* GIVEN INSTRUCTION *
Carry on the passage below about the `tline’ table macro, starting right after its final line.

-- Start of TEXT TO READ --

The alignment specifications and considerations are the same as with the `tac’ macro: see `tac’s’ description for the details.

Horizontal lines (partially) spanning the width of tables defined by the `tbl’ macro are defined using the `tline’ macro. The `tline’ macro expects two arguments:

If both arguments are specified, then the first argument defines the column number (so, not the column offset!) where a horizontal line must start, and the second argument defines the column number through where the horizontal line should continue. If a series of `tline’ macros is specified then the first argument of the first `tline’ macro call must be at least 1; the second argument of the last `tline’ macro call must be at most equal to the table’s number of columns. In addition the second arguments of `tline’ calls must at least be equal to their first arguments, and the first arguments of subsequent `tline’ calls must exceed the value of the second argument of the preceding `tline’ macro call. A series of (at least one) `line’ calls in which both arguments are specified must be followed by a `tline’ call with two empty arguments. For example:
tbl(ccccc)(\ 

tr(... row contents )\
tline(1)(1)\// horizontal line at column 1
tline(3)(4)\// horizontal line at columns 3 and 4
tline()()\// now defined.

-- End of TEXT TO READ --
-- Start of DATA LINES --

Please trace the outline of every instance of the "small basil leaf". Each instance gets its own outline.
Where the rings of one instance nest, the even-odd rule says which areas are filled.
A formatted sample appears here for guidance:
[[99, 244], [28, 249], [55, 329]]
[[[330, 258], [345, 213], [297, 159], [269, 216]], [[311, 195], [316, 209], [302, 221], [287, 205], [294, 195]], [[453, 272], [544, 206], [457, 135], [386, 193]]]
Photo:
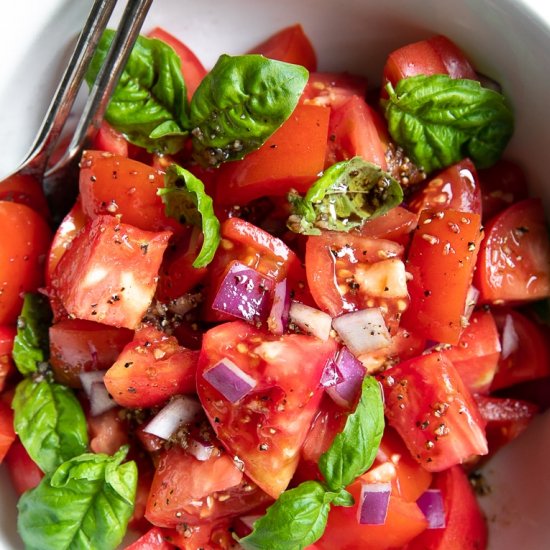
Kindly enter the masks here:
[[376, 378], [367, 376], [355, 411], [319, 459], [319, 470], [330, 490], [340, 491], [370, 468], [383, 432], [382, 393]]
[[404, 78], [382, 102], [390, 135], [427, 172], [470, 157], [494, 164], [514, 129], [506, 98], [475, 80], [448, 75]]
[[[106, 30], [86, 74], [93, 85], [114, 38]], [[176, 52], [161, 40], [138, 37], [105, 112], [131, 143], [149, 152], [177, 153], [188, 132], [187, 89]]]
[[48, 327], [52, 313], [48, 300], [40, 294], [25, 294], [13, 341], [13, 360], [21, 374], [37, 372], [49, 355]]
[[289, 195], [292, 214], [287, 225], [306, 235], [319, 235], [321, 229], [350, 231], [402, 200], [403, 190], [397, 180], [379, 166], [354, 157], [325, 170], [305, 197]]
[[334, 504], [334, 506], [345, 506], [346, 508], [349, 508], [355, 504], [355, 499], [353, 498], [353, 495], [348, 493], [345, 489], [342, 489], [335, 495], [332, 500], [332, 504]]
[[116, 548], [134, 510], [135, 462], [86, 453], [64, 462], [17, 505], [17, 528], [29, 550]]
[[239, 540], [245, 550], [301, 550], [321, 538], [335, 497], [317, 481], [285, 491]]
[[17, 385], [12, 407], [15, 431], [43, 472], [87, 450], [86, 418], [70, 388], [26, 378]]
[[258, 149], [292, 114], [307, 78], [298, 65], [222, 55], [191, 100], [197, 159], [215, 166]]
[[201, 227], [203, 243], [193, 267], [208, 265], [220, 244], [220, 222], [214, 214], [212, 199], [204, 184], [189, 170], [171, 164], [164, 176], [164, 187], [157, 192], [166, 207], [166, 215], [180, 223]]

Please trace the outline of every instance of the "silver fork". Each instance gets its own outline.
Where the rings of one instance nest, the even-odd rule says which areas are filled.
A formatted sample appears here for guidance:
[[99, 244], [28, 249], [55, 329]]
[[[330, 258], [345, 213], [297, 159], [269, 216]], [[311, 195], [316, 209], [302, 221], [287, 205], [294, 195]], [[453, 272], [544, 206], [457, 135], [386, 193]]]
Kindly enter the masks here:
[[[28, 174], [42, 181], [50, 206], [54, 206], [55, 210], [59, 210], [59, 200], [68, 191], [65, 174], [74, 165], [84, 144], [99, 128], [109, 98], [120, 78], [152, 0], [128, 0], [109, 53], [90, 90], [71, 142], [60, 160], [54, 166], [48, 167], [49, 158], [67, 122], [86, 70], [116, 3], [117, 0], [94, 0], [31, 150], [12, 174]], [[61, 188], [62, 183], [65, 189]]]

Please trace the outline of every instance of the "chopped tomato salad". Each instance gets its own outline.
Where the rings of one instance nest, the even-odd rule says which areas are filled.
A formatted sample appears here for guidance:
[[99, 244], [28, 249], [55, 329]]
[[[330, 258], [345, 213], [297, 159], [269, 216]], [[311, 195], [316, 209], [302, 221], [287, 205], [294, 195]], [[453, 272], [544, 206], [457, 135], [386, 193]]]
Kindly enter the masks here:
[[513, 113], [445, 36], [379, 83], [322, 61], [298, 24], [211, 70], [156, 28], [69, 212], [0, 182], [0, 461], [28, 547], [486, 548], [468, 476], [550, 380]]

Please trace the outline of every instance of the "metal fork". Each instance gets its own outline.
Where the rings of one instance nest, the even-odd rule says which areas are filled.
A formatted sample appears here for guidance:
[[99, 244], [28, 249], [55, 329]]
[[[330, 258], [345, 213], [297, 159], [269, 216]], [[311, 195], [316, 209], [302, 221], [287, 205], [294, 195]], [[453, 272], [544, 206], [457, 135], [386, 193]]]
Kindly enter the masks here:
[[59, 206], [57, 195], [63, 193], [63, 189], [59, 187], [65, 179], [65, 173], [101, 124], [110, 96], [118, 83], [152, 0], [128, 0], [111, 48], [90, 90], [71, 142], [60, 160], [54, 166], [48, 167], [50, 156], [67, 122], [86, 70], [116, 3], [117, 0], [94, 0], [31, 150], [14, 172], [28, 174], [42, 181], [50, 206], [52, 203], [56, 203], [56, 207]]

-- End of DATA LINES --

* RESPONSE TO THE EXERCISE *
tr(... row contents )\ )\
Except for ending a series of `tline’ calls in which both arguments are specified, a `tline’ call not specifying its second argument sets a line over the full width of the table. In that case, when converting to txt a line of 60 minus (`-’) characters is written. If another number of minus characters is required then specify the required number as `tline’s’ first argument. When using other conversion types `tline’s’ first argument is ignored if its second argument is empty. Here is the previous example again, this time setting a horizontal line before and after the table’s contents:
tbl(ccccc)(\ 

tline()()\// horizontal line spanning the full width
tr(... row contents )\
tline(1)(1)\// horizontal line at column 1
tline(3)(4)\// horizontal line at columns 3 and 4
tline()()\// now defined.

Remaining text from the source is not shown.